### Work to complete
Reproduce exactly the lines from the one containing "of the child" through the end of the entries, including both. Drop the pictures.

### Saved entries
|---|
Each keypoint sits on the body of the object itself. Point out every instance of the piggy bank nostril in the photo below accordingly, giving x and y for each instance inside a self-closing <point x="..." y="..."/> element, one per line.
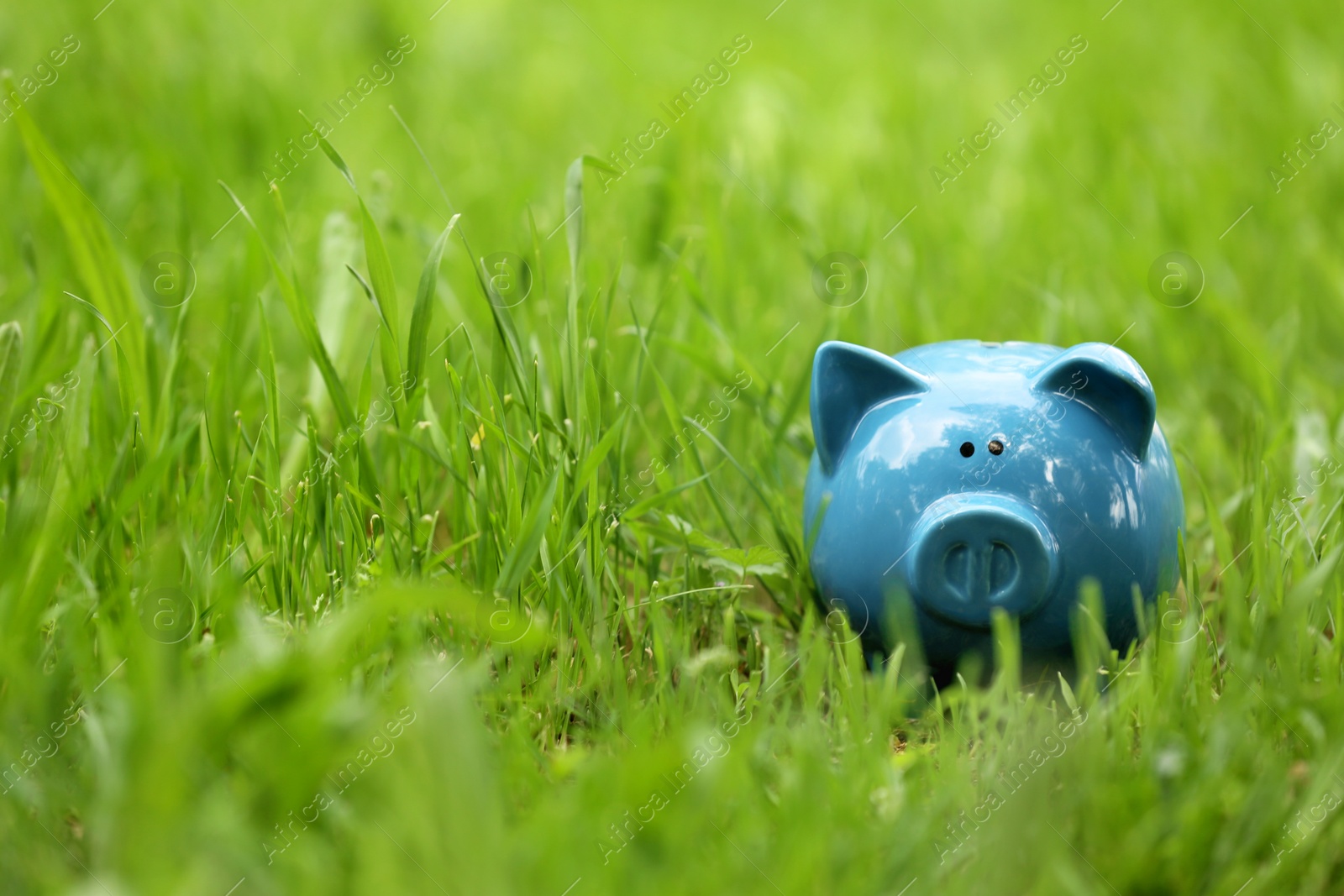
<point x="976" y="555"/>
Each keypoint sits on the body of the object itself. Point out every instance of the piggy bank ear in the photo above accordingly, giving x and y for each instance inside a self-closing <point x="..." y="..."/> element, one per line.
<point x="1109" y="383"/>
<point x="847" y="382"/>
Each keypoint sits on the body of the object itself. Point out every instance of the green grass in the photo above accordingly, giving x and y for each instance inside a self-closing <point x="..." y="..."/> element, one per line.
<point x="456" y="647"/>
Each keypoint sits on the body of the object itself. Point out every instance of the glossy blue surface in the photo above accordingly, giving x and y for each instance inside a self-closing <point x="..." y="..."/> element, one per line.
<point x="1084" y="486"/>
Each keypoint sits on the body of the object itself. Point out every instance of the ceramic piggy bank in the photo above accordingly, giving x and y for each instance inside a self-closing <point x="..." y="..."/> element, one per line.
<point x="972" y="476"/>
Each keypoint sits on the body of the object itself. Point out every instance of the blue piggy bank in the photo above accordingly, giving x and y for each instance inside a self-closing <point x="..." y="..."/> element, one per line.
<point x="974" y="476"/>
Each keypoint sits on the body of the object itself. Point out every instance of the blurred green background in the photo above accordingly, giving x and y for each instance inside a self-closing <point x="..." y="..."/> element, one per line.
<point x="319" y="607"/>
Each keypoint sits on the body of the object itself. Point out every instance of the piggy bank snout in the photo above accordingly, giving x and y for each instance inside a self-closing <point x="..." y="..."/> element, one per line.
<point x="974" y="553"/>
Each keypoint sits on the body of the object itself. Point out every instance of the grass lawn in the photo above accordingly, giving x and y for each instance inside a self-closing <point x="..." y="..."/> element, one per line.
<point x="333" y="562"/>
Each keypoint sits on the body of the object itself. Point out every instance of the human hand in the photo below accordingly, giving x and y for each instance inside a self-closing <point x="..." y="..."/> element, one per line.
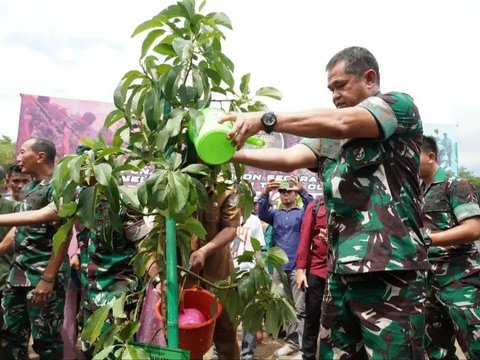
<point x="244" y="126"/>
<point x="42" y="293"/>
<point x="197" y="260"/>
<point x="301" y="279"/>
<point x="297" y="185"/>
<point x="75" y="262"/>
<point x="270" y="186"/>
<point x="323" y="235"/>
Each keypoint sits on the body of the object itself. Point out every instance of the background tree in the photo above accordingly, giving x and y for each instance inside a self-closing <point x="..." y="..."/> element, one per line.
<point x="182" y="70"/>
<point x="7" y="151"/>
<point x="463" y="172"/>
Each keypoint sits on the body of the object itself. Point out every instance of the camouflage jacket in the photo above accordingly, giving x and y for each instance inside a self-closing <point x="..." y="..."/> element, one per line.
<point x="105" y="257"/>
<point x="6" y="207"/>
<point x="446" y="202"/>
<point x="33" y="244"/>
<point x="373" y="194"/>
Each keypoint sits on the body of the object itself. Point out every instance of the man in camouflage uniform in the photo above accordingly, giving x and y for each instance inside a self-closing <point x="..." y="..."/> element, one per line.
<point x="6" y="207"/>
<point x="212" y="258"/>
<point x="34" y="298"/>
<point x="374" y="301"/>
<point x="452" y="216"/>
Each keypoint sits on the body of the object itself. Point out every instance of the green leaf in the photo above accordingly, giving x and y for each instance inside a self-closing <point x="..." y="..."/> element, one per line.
<point x="272" y="323"/>
<point x="67" y="209"/>
<point x="118" y="310"/>
<point x="86" y="206"/>
<point x="181" y="188"/>
<point x="156" y="21"/>
<point x="244" y="88"/>
<point x="269" y="92"/>
<point x="220" y="18"/>
<point x="120" y="92"/>
<point x="61" y="235"/>
<point x="103" y="173"/>
<point x="104" y="353"/>
<point x="153" y="110"/>
<point x="174" y="123"/>
<point x="95" y="324"/>
<point x="151" y="37"/>
<point x="129" y="330"/>
<point x="193" y="226"/>
<point x="113" y="117"/>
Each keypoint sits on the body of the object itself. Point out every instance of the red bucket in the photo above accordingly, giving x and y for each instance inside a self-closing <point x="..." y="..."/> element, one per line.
<point x="196" y="338"/>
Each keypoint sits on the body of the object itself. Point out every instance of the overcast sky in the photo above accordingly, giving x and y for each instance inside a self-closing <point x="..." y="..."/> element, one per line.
<point x="429" y="49"/>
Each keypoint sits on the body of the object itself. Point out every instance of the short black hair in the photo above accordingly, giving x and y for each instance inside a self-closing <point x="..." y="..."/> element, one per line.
<point x="429" y="144"/>
<point x="46" y="146"/>
<point x="13" y="168"/>
<point x="357" y="61"/>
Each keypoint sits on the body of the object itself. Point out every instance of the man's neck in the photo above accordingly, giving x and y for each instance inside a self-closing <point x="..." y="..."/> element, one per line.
<point x="43" y="173"/>
<point x="428" y="179"/>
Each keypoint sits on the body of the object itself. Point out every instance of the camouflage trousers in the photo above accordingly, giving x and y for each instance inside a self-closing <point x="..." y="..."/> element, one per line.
<point x="20" y="319"/>
<point x="453" y="311"/>
<point x="374" y="316"/>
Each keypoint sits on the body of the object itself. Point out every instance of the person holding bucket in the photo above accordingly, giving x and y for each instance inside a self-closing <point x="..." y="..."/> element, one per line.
<point x="212" y="259"/>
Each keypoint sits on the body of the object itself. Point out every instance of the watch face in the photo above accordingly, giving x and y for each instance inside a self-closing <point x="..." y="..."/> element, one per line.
<point x="269" y="119"/>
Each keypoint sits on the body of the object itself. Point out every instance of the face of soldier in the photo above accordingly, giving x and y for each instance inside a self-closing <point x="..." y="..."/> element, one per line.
<point x="27" y="158"/>
<point x="348" y="90"/>
<point x="16" y="182"/>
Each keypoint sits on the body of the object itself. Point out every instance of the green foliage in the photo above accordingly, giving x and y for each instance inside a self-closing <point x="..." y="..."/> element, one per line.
<point x="182" y="70"/>
<point x="7" y="151"/>
<point x="469" y="176"/>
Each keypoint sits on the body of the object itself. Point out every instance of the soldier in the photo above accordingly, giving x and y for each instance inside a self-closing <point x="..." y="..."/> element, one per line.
<point x="377" y="263"/>
<point x="452" y="217"/>
<point x="213" y="260"/>
<point x="34" y="298"/>
<point x="106" y="270"/>
<point x="6" y="207"/>
<point x="16" y="180"/>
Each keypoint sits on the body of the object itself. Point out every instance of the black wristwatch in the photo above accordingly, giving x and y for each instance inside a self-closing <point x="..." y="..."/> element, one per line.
<point x="427" y="240"/>
<point x="268" y="121"/>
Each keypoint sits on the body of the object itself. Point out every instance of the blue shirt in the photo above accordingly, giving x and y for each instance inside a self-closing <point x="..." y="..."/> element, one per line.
<point x="286" y="225"/>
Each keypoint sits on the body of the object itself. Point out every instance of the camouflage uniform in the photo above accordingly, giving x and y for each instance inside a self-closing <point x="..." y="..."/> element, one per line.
<point x="106" y="270"/>
<point x="453" y="303"/>
<point x="6" y="207"/>
<point x="377" y="261"/>
<point x="32" y="251"/>
<point x="221" y="212"/>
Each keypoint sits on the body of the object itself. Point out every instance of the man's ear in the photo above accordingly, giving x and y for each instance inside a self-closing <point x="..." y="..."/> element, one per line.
<point x="370" y="77"/>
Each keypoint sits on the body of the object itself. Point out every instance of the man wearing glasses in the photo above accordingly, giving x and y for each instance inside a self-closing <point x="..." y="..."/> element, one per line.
<point x="287" y="222"/>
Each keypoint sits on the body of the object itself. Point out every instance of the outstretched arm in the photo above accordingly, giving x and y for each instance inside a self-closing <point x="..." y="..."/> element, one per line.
<point x="467" y="231"/>
<point x="225" y="236"/>
<point x="287" y="160"/>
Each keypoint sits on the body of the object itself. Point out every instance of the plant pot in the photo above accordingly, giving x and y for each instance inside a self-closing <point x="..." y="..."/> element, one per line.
<point x="196" y="338"/>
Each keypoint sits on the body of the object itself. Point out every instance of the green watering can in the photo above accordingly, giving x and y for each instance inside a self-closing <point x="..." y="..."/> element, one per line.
<point x="210" y="137"/>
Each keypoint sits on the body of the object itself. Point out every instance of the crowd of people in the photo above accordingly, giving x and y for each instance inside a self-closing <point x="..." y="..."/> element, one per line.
<point x="383" y="265"/>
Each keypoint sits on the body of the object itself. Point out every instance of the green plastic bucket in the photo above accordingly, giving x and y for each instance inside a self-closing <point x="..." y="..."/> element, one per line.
<point x="210" y="137"/>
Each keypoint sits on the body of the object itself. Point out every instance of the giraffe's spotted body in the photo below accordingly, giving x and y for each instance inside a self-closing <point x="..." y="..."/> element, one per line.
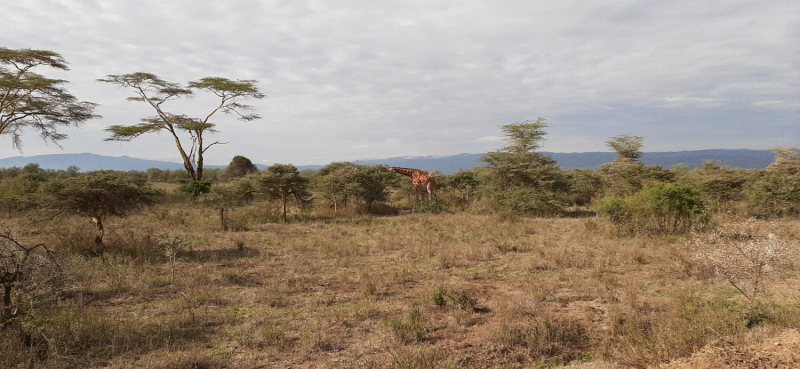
<point x="418" y="178"/>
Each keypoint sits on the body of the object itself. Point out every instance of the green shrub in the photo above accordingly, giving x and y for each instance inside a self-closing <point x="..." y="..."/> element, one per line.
<point x="195" y="188"/>
<point x="663" y="208"/>
<point x="530" y="201"/>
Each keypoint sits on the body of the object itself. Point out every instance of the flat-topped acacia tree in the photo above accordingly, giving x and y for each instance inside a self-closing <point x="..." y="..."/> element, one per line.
<point x="155" y="91"/>
<point x="29" y="100"/>
<point x="99" y="195"/>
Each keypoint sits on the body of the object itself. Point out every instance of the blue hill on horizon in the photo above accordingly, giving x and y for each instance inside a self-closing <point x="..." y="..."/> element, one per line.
<point x="741" y="158"/>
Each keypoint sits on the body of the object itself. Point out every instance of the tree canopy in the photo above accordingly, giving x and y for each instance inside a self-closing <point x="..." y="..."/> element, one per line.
<point x="284" y="182"/>
<point x="29" y="100"/>
<point x="240" y="166"/>
<point x="99" y="195"/>
<point x="627" y="147"/>
<point x="155" y="91"/>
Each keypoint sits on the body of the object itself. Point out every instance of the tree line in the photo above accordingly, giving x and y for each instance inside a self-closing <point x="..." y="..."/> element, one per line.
<point x="516" y="178"/>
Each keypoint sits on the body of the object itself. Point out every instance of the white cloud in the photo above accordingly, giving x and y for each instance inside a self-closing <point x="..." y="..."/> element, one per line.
<point x="356" y="79"/>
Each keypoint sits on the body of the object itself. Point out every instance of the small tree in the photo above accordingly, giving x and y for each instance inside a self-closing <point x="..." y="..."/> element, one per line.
<point x="284" y="182"/>
<point x="229" y="195"/>
<point x="627" y="147"/>
<point x="338" y="182"/>
<point x="29" y="100"/>
<point x="99" y="195"/>
<point x="463" y="182"/>
<point x="373" y="182"/>
<point x="240" y="166"/>
<point x="520" y="179"/>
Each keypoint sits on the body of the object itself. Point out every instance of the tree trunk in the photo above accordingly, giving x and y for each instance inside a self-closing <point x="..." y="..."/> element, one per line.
<point x="222" y="219"/>
<point x="98" y="239"/>
<point x="6" y="312"/>
<point x="199" y="156"/>
<point x="283" y="200"/>
<point x="186" y="162"/>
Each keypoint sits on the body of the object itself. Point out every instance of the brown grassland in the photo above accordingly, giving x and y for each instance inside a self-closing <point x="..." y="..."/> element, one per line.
<point x="406" y="291"/>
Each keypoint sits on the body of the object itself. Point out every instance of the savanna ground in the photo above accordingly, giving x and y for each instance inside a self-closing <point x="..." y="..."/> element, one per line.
<point x="406" y="291"/>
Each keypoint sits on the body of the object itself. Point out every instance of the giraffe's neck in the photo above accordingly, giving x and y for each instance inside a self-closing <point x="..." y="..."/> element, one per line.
<point x="404" y="171"/>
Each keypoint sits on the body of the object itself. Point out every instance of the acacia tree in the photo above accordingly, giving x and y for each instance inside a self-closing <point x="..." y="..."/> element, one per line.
<point x="155" y="91"/>
<point x="337" y="182"/>
<point x="30" y="100"/>
<point x="521" y="179"/>
<point x="99" y="195"/>
<point x="284" y="182"/>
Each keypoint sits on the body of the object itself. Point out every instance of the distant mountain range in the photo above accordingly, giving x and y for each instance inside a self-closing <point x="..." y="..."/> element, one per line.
<point x="446" y="164"/>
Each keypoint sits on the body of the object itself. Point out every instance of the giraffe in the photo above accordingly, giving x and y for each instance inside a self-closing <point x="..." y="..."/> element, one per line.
<point x="418" y="179"/>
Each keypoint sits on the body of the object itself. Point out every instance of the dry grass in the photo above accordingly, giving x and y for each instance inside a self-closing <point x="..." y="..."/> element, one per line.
<point x="409" y="291"/>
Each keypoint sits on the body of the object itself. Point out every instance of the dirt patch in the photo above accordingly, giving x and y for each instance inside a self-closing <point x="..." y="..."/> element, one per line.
<point x="782" y="351"/>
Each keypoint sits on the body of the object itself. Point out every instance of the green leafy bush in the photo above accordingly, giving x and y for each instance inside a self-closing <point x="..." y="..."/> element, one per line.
<point x="530" y="201"/>
<point x="662" y="208"/>
<point x="195" y="188"/>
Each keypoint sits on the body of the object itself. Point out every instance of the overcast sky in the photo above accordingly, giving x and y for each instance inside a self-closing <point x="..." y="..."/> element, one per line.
<point x="350" y="80"/>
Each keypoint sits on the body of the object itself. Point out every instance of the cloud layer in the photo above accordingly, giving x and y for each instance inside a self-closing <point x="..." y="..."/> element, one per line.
<point x="352" y="80"/>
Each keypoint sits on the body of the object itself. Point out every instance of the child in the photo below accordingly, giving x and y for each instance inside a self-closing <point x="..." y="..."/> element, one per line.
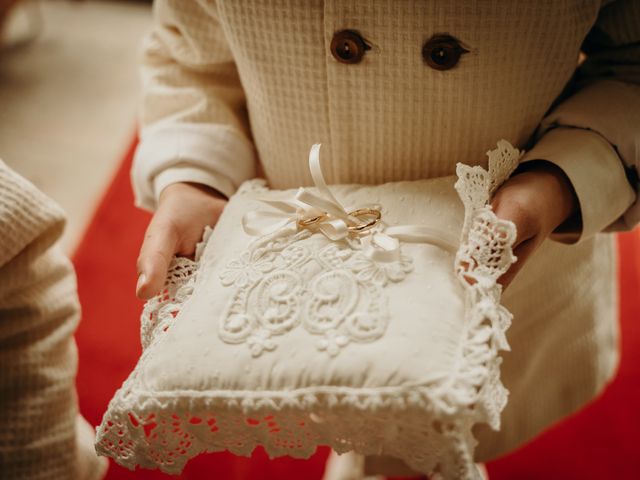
<point x="42" y="435"/>
<point x="402" y="91"/>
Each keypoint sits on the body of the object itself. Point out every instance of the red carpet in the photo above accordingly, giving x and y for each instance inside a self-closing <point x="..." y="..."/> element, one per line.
<point x="600" y="442"/>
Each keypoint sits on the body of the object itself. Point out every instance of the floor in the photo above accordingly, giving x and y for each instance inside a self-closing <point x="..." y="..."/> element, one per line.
|---|
### Result for this exercise
Each keypoint sits on the body of the object itself. Point out every instance of the child in the photo below accordingly, giving x and y for each instance inside a self-closing <point x="..." y="..."/> element, one per line.
<point x="42" y="435"/>
<point x="402" y="91"/>
Each keypoint sits on the body of the object itself. Point out every instance of the red carpet in the photo above accordingly, giving x and y for each instance inside a self-closing <point x="..." y="..."/> element, one per line.
<point x="600" y="442"/>
Each keypoint sits on the body of the object itself. Point out every instance of the floor in the photo above accordingly, giving x and y for each instance inside a self-closing <point x="..." y="..."/> element, one per line.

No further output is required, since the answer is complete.